Brano.
# # # # #

In campagna elettorale (e anche prima) la stampa ha dato ampio risalto a Emmanuel Macron. Pensa che l’informazione abbia una qualche responsabilità nella creazione del personaggio Macron, un personaggio che fino a tre anni fa era praticamente sconosciuto?

Sì, penso si possa effettivamente dire che i giornalisti hanno “creato il personaggio Macron,” così come hanno creato tutto il resto. Ancora più precisamente, possiamo dire che i media sono stati decisivi nel presentare Macron come un candidato credibile, capace di “unire al di là delle vecchie divisioni dei partiti,” come si è detto spesso.

L’hanno fatto affidandosi unicamente ai proclami di Macron, che per sua impazienza ha bypassato il consueto processo di investitura di un grande partito. Trattandosi di una novità nel panorama politico, non aveva ancora accumulato il capitale politico specifico dei suoi principali avversari. Così ha fatto quello che fanno spesso i nuovi soggetti all’interno di una competizione sociale: ha tentato il colpo di mano per accumulare tutto in una volta il capitale distintivo necessario a battersi con gli altri candidati. Non volendo perdere tempo ed energie, ha corso il rischio di presentarsi da “indipendente”. Un fatto che limita la forza della sua strategia a quel “né di destra né di sinistra” che, nella Francia odierna, non è nemmeno una grossa novità—basti pensare a Giscard [ Presidente della Repubblica a cavallo tra anni Settanta e Ottanta]. Trent’anni di alternanza tra destra e sinistra hanno fatto il resto, deteriorando la fiducia degli elettori tanto da una parte quanto dall’altra. Che poi, se vogliamo dirlo, il proclama “né di destra né di sinistra” è sempre indicatore di una preferenza, per quanto dissimulata o imbarazzata, per la destra.

# # # # #

Voci di puntamento su oggetti con etichetta.
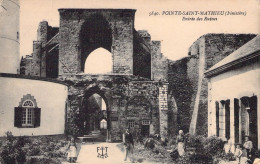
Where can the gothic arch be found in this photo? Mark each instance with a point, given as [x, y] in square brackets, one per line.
[138, 106]
[28, 97]
[95, 32]
[99, 61]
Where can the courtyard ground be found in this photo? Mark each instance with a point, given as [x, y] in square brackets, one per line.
[88, 154]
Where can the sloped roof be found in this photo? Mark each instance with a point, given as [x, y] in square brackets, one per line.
[241, 54]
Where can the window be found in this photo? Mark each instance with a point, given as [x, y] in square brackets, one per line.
[145, 122]
[27, 115]
[103, 124]
[131, 123]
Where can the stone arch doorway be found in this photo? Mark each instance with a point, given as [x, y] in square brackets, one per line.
[139, 116]
[95, 33]
[95, 114]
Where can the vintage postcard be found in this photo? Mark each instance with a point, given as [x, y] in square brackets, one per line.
[130, 81]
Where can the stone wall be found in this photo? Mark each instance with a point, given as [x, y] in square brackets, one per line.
[159, 62]
[187, 82]
[142, 54]
[120, 94]
[72, 54]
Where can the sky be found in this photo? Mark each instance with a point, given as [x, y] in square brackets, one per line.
[175, 34]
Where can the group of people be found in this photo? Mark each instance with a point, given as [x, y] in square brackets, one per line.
[248, 145]
[180, 141]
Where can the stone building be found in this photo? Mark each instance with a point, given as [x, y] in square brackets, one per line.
[135, 93]
[233, 95]
[144, 92]
[188, 84]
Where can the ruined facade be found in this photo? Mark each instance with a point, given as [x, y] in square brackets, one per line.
[136, 93]
[145, 91]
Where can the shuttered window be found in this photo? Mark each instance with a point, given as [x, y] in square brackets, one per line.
[27, 116]
[217, 118]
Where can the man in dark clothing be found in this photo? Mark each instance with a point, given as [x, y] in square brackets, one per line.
[129, 144]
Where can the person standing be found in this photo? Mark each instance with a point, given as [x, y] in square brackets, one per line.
[180, 143]
[72, 151]
[238, 153]
[129, 144]
[248, 145]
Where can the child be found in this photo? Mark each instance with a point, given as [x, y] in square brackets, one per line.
[72, 151]
[238, 153]
[248, 145]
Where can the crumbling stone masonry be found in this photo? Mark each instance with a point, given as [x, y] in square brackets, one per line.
[136, 92]
[128, 98]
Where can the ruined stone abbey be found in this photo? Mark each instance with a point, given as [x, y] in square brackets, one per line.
[145, 92]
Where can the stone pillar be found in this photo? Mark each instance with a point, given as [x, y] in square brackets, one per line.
[232, 123]
[222, 120]
[240, 121]
[258, 119]
[36, 65]
[159, 65]
[122, 42]
[163, 110]
[9, 36]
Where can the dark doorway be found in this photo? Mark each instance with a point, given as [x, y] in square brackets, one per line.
[227, 118]
[145, 130]
[236, 114]
[95, 115]
[253, 121]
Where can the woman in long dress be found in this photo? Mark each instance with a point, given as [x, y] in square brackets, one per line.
[181, 143]
[72, 151]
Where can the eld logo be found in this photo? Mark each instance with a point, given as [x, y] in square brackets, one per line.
[102, 152]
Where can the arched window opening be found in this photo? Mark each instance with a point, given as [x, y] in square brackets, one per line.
[27, 114]
[95, 115]
[99, 62]
[103, 124]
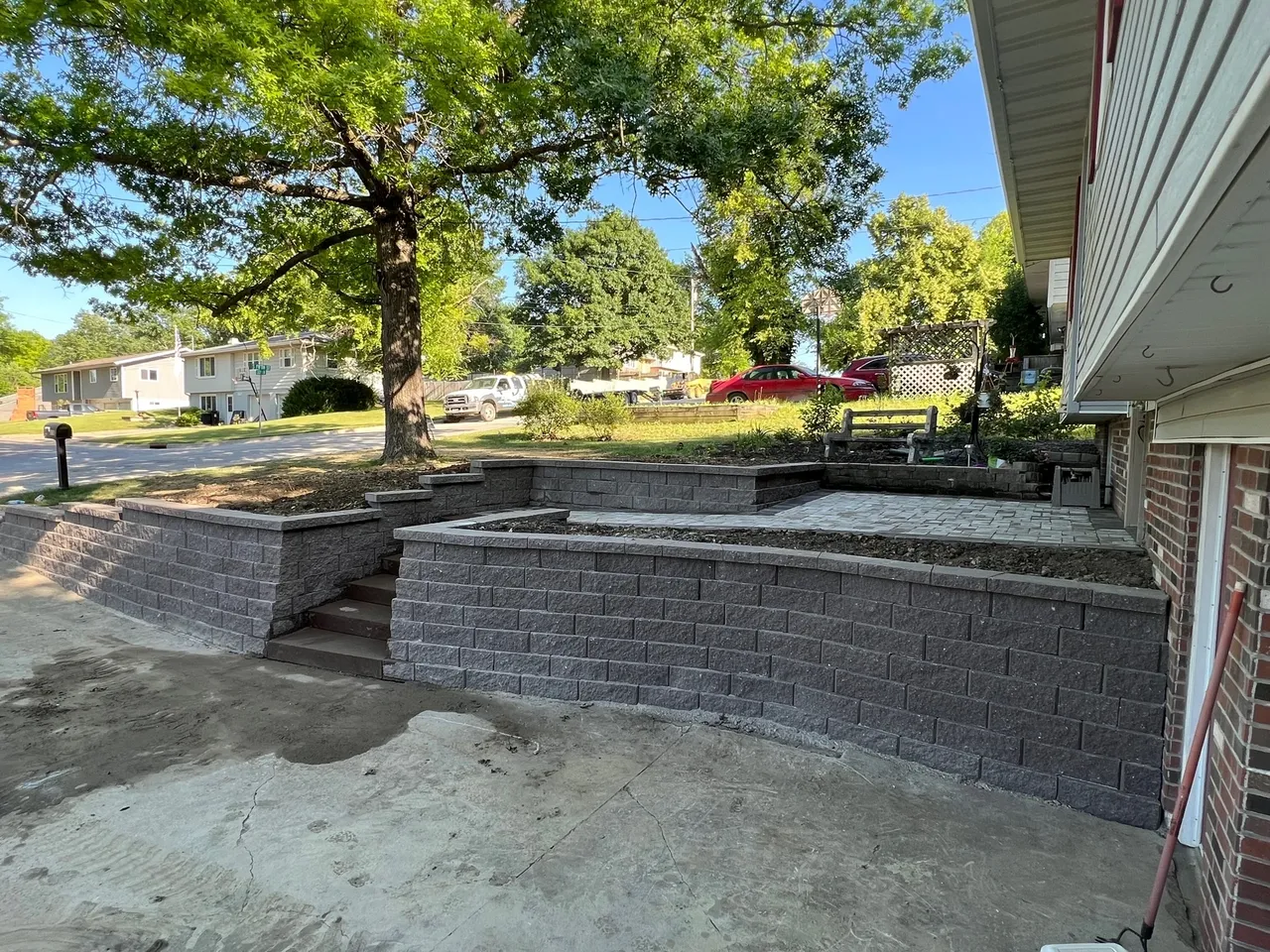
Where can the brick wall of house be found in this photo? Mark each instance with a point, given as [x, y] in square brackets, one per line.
[1118, 461]
[1173, 485]
[1236, 839]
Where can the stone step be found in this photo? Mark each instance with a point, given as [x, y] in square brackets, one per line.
[353, 617]
[330, 651]
[379, 589]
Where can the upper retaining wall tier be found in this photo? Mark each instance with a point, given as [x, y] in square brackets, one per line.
[1052, 688]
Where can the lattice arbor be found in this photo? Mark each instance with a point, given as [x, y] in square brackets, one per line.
[935, 358]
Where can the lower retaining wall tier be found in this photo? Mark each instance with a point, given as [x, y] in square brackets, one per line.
[1051, 688]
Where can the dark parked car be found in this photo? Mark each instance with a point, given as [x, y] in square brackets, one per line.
[783, 381]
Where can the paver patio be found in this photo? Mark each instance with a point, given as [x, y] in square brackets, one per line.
[949, 518]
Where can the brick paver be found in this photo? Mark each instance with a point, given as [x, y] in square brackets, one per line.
[952, 518]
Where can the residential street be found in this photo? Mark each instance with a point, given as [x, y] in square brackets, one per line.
[32, 463]
[155, 794]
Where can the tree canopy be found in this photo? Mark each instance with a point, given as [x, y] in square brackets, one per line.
[202, 151]
[925, 270]
[601, 296]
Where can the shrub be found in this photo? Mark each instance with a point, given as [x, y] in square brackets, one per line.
[548, 411]
[821, 413]
[326, 395]
[601, 416]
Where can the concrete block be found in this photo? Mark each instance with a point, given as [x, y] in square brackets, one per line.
[674, 654]
[781, 645]
[1121, 744]
[672, 698]
[668, 631]
[579, 667]
[757, 688]
[956, 762]
[1135, 685]
[549, 644]
[602, 626]
[1011, 775]
[558, 688]
[1072, 763]
[701, 680]
[439, 674]
[1020, 608]
[498, 640]
[866, 738]
[666, 587]
[1048, 669]
[968, 654]
[725, 636]
[639, 673]
[926, 621]
[494, 680]
[730, 593]
[925, 674]
[874, 689]
[1123, 653]
[878, 639]
[857, 660]
[739, 661]
[810, 673]
[953, 707]
[1038, 639]
[518, 662]
[1014, 692]
[1109, 803]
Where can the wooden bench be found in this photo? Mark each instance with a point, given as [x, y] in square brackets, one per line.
[897, 428]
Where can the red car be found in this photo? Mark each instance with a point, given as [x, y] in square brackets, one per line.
[870, 368]
[783, 381]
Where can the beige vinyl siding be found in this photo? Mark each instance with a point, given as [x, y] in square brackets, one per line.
[1182, 70]
[1230, 411]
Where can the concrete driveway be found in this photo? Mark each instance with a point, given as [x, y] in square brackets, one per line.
[158, 796]
[28, 463]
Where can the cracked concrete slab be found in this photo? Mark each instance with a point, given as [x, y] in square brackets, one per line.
[153, 796]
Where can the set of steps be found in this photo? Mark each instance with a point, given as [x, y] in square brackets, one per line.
[348, 635]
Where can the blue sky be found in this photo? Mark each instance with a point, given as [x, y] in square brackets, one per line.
[940, 144]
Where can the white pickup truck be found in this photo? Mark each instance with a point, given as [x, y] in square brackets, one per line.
[486, 397]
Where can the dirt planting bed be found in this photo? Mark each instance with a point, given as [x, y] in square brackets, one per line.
[1097, 565]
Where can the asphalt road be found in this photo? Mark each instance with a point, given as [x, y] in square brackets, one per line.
[32, 463]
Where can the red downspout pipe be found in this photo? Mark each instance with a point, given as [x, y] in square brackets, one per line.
[1206, 720]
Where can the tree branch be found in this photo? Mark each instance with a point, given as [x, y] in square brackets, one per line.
[296, 259]
[220, 178]
[522, 155]
[359, 299]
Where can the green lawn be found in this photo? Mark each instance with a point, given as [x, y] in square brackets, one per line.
[93, 422]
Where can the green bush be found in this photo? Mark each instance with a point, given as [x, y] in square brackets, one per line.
[821, 413]
[548, 411]
[601, 416]
[326, 395]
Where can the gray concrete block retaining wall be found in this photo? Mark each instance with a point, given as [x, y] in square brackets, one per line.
[1052, 688]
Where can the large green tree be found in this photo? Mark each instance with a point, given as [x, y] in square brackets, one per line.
[155, 146]
[602, 295]
[925, 270]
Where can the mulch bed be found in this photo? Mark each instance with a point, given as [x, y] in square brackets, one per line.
[1098, 565]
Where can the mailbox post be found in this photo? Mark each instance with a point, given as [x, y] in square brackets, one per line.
[60, 431]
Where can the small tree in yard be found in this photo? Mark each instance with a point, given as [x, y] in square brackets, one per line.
[193, 151]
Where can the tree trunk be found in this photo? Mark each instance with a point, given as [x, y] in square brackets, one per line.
[395, 248]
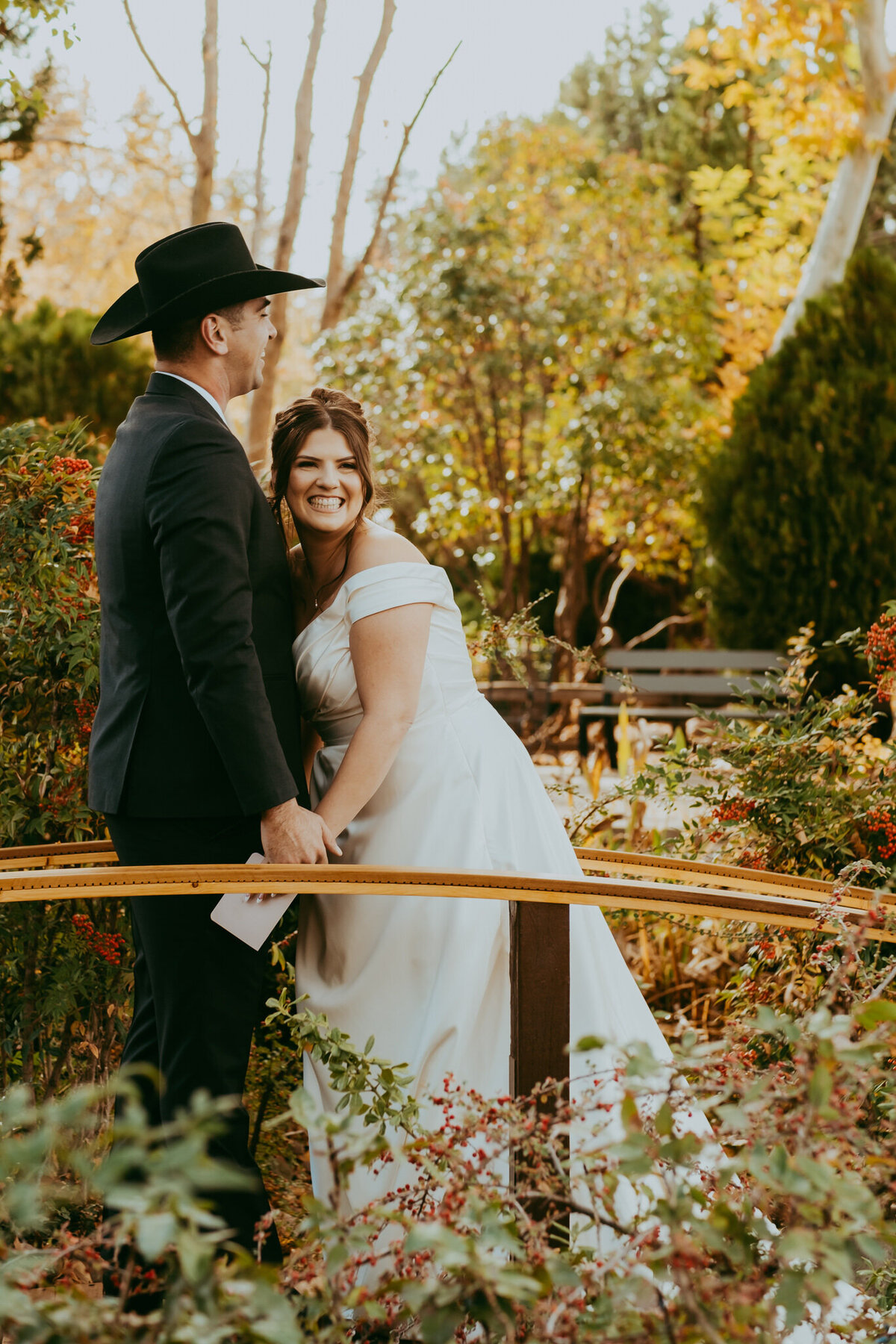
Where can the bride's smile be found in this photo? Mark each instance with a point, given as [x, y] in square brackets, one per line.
[326, 491]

# # # # #

Ricopia dal brano su Macron la parte che parte dalle parole "In campagna elettorale" e si ferma dopo "era praticamente sconosciuto?".

Risultato.
In campagna elettorale (e anche prima) la stampa ha dato ampio risalto a Emmanuel Macron. Pensa che l’informazione abbia una qualche responsabilità nella creazione del personaggio Macron, un personaggio che fino a tre anni fa era praticamente sconosciuto?